(Labeled-object pointing entries)
* * *

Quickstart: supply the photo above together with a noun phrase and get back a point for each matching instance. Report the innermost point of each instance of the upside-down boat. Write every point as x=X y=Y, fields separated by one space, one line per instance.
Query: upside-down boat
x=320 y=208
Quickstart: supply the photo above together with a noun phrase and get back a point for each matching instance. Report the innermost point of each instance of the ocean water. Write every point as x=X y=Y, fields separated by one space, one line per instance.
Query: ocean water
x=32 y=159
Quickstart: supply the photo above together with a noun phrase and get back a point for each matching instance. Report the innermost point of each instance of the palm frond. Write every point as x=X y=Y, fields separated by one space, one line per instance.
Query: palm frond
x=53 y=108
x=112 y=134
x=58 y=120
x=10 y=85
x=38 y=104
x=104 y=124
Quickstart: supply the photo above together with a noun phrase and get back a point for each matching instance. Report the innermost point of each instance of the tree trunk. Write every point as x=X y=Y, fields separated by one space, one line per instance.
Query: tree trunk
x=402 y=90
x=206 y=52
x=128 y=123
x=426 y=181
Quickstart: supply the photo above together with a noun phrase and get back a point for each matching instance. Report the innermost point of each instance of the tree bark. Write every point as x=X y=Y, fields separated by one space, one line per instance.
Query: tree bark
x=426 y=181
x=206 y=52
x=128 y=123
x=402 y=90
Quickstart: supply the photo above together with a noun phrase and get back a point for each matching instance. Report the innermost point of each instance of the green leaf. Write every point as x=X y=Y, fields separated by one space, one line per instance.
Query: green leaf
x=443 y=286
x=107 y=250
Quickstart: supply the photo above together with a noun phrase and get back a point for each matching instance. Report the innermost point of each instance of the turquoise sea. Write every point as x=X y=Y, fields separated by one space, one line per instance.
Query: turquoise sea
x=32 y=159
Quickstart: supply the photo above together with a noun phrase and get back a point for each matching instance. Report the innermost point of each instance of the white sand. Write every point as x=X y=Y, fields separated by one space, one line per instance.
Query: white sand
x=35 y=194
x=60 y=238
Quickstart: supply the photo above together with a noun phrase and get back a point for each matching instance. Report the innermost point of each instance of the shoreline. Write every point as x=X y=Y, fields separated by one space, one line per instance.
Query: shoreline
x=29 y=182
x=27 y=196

* * *

▸ TO BE DONE:
Copy every line of the records above without changing anything.

▸ COMPLETED EXERCISE:
Quickstart: supply the photo above together with a noun phrase and get back a point for each matching instance. Report the innermost point of each instance of the upside-down boat. Write every point as x=X y=Y, fields separated by one space, one line per instance.
Query: upside-down boat
x=320 y=208
Quickstart: supply the photo above together with a noun phrase and get back a point for each matching instance. Report the innermost point of each instance of the ocean water. Write every point as x=X y=Y, fields separated by one space, one line per instance.
Query: ocean water
x=32 y=159
Quickstart: supply the photo above together with a noun phrase and get back a point for each matching instance. Report the innermost point of each instance of the palm frond. Write every point as x=X y=Y, fields separated by one space, one line per instance.
Query: palm frond
x=53 y=108
x=112 y=134
x=58 y=120
x=10 y=85
x=38 y=104
x=104 y=124
Quickstart: supply the photo above together with a noun phrase and get back a point for each matching instance. Report the innermost point of each instance of the tree trunk. Write every point as x=X y=Y, fields separated by one space, one line per instance.
Query: tree trunk
x=402 y=90
x=206 y=52
x=128 y=123
x=426 y=181
Quickstart: supply the photo above together with a noun phrase and get back a point for each matching instance. Report the innermost point of each instance of the tree bark. Write every point as x=X y=Y, fields separated by one space, one line per instance.
Query: tree bark
x=426 y=181
x=206 y=52
x=128 y=123
x=402 y=90
Quickstart: supply the photo above together with a noun phrase and get back a point for each matching instance. Report the innermost point of each instance of the green leaf. Write every point as x=X y=Y, fields separated by one space, one line per instance.
Query: green leaf
x=443 y=286
x=107 y=250
Quickstart: supply the photo above together with a noun phrase and get back a point for each matching instance. Report the innermost point of each instance of the turquoise sea. Write every point as x=X y=Y, fields separated by one space, one line per instance.
Query: turquoise sea
x=32 y=159
Quickstart: supply the photo above together with a noun phrase and get back a point for each matching instance. Report the innermost point of each instance of the white sand. Write every point as x=X y=Y, fields separated by one space, one line per instance.
Query: white sand
x=35 y=194
x=60 y=238
Quickstart: supply the photo above together with a noun phrase and get back a point for each matching instance. Report the innermost point of each instance of the shoreline. Write every point as x=X y=Y, fields separated by one space, one line per instance.
Query: shoreline
x=29 y=182
x=27 y=196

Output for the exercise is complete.